> **The problem**:
Read the records below and copy each line that contains "blue".

> **Data provided**:
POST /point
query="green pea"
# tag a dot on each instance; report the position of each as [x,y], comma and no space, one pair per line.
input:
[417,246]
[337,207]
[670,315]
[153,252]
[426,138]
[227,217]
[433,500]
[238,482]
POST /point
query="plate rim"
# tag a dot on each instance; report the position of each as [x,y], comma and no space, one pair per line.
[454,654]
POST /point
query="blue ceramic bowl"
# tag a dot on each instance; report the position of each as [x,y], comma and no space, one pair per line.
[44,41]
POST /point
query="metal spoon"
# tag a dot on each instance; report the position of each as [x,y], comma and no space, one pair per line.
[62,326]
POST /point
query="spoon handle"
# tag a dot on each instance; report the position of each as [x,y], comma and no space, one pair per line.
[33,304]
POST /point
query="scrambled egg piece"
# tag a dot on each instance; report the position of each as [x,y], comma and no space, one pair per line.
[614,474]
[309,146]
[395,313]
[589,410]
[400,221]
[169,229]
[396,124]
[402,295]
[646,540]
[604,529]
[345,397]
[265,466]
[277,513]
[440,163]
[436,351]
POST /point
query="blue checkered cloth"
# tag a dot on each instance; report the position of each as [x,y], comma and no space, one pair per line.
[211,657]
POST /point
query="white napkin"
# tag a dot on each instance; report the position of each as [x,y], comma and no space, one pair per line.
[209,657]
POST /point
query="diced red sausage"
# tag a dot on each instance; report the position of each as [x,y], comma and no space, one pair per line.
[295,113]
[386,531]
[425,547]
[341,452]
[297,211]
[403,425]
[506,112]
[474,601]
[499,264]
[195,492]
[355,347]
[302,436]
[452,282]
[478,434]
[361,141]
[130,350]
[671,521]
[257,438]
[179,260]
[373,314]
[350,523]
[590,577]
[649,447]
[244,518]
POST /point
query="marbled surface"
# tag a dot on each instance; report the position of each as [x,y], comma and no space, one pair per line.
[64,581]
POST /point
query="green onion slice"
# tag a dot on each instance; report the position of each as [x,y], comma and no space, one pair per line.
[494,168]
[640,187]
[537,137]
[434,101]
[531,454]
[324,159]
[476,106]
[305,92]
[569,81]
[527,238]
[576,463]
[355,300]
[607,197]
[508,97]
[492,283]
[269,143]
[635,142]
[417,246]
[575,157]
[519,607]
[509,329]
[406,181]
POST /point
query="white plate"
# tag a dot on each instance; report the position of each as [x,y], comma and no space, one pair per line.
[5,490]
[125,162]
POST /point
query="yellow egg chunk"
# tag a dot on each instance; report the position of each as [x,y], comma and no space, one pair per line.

> **Answer section**:
query="blue ceramic bowl"
query="blue checkered cloth"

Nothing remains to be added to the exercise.